List every line of the listing below that contains the word "trace".

→ Region outline entries:
☆ ☆ ☆
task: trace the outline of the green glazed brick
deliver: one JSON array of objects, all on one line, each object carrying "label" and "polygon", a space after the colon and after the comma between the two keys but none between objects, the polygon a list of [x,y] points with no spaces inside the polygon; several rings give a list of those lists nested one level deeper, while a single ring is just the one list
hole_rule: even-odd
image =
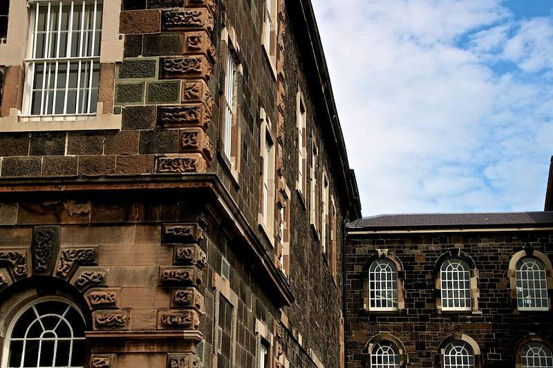
[{"label": "green glazed brick", "polygon": [[115,104],[142,104],[144,83],[115,84]]},{"label": "green glazed brick", "polygon": [[149,104],[175,104],[179,101],[180,81],[147,83],[146,101]]}]

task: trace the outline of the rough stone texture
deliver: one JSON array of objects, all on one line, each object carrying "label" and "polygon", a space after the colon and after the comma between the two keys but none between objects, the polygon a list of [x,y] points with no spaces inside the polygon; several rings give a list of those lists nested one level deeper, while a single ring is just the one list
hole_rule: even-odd
[{"label": "rough stone texture", "polygon": [[115,104],[141,104],[144,101],[144,83],[115,84]]},{"label": "rough stone texture", "polygon": [[2,159],[2,176],[37,176],[40,175],[41,157],[4,157]]},{"label": "rough stone texture", "polygon": [[118,77],[155,78],[157,62],[155,59],[139,59],[123,60],[119,66]]},{"label": "rough stone texture", "polygon": [[63,155],[65,152],[64,133],[32,133],[29,154],[35,155]]},{"label": "rough stone texture", "polygon": [[121,33],[154,33],[160,31],[161,13],[154,10],[122,11],[120,19]]},{"label": "rough stone texture", "polygon": [[[507,270],[515,253],[525,247],[553,258],[551,231],[478,232],[474,233],[350,235],[347,252],[348,367],[365,367],[364,349],[380,332],[398,338],[409,353],[409,365],[435,367],[438,347],[453,333],[474,339],[482,367],[512,367],[518,344],[536,333],[553,338],[550,311],[518,312],[509,296]],[[456,248],[474,262],[478,273],[478,309],[481,313],[438,313],[436,261]],[[377,249],[397,256],[404,270],[403,313],[371,313],[363,309],[362,270]],[[489,359],[491,357],[493,359]]]},{"label": "rough stone texture", "polygon": [[156,106],[126,106],[122,114],[123,129],[151,129],[156,126]]},{"label": "rough stone texture", "polygon": [[144,56],[182,55],[182,33],[151,33],[144,35]]},{"label": "rough stone texture", "polygon": [[147,104],[175,104],[179,101],[180,82],[147,82]]}]

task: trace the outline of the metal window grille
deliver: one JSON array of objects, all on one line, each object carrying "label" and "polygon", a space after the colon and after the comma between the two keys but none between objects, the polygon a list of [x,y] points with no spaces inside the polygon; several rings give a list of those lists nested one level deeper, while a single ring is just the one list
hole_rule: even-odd
[{"label": "metal window grille", "polygon": [[552,368],[553,353],[547,345],[532,341],[523,347],[521,362],[523,368]]},{"label": "metal window grille", "polygon": [[13,326],[7,367],[82,368],[84,338],[84,320],[75,307],[59,300],[40,302]]},{"label": "metal window grille", "polygon": [[472,348],[465,341],[449,342],[444,351],[444,368],[474,368]]},{"label": "metal window grille", "polygon": [[397,309],[397,269],[391,260],[377,260],[368,269],[370,309]]},{"label": "metal window grille", "polygon": [[24,113],[91,115],[100,81],[102,2],[32,2]]},{"label": "metal window grille", "polygon": [[223,152],[230,158],[232,137],[232,104],[234,93],[234,73],[236,64],[230,50],[227,50],[227,74],[225,76],[225,126],[223,137]]},{"label": "metal window grille", "polygon": [[442,309],[469,311],[471,275],[469,264],[459,258],[451,258],[442,264]]},{"label": "metal window grille", "polygon": [[373,348],[371,354],[371,368],[399,368],[400,353],[391,341],[382,340]]},{"label": "metal window grille", "polygon": [[547,303],[545,266],[536,258],[525,257],[516,264],[516,304],[522,310],[543,310]]}]

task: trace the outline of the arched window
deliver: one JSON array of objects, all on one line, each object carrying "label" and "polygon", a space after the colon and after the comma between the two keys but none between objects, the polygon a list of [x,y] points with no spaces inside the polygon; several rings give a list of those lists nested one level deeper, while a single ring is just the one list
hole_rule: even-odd
[{"label": "arched window", "polygon": [[516,262],[516,306],[521,310],[548,309],[545,265],[534,257]]},{"label": "arched window", "polygon": [[380,258],[368,269],[369,309],[397,309],[397,269],[388,258]]},{"label": "arched window", "polygon": [[474,353],[468,342],[456,340],[446,345],[443,356],[444,368],[474,368]]},{"label": "arched window", "polygon": [[469,264],[460,258],[449,258],[442,264],[442,310],[470,311],[471,274]]},{"label": "arched window", "polygon": [[371,353],[371,368],[399,368],[400,351],[388,340],[377,342]]},{"label": "arched window", "polygon": [[8,330],[3,367],[82,368],[84,325],[80,312],[66,302],[42,300],[28,305]]},{"label": "arched window", "polygon": [[548,346],[539,341],[531,341],[521,351],[523,368],[553,367],[553,352]]}]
☆ ☆ ☆
→ OUTPUT:
task: trace the outline of the green glazed brick
task: trace the outline of the rough stone texture
task: trace the outline of the metal window grille
task: trace the outline of the arched window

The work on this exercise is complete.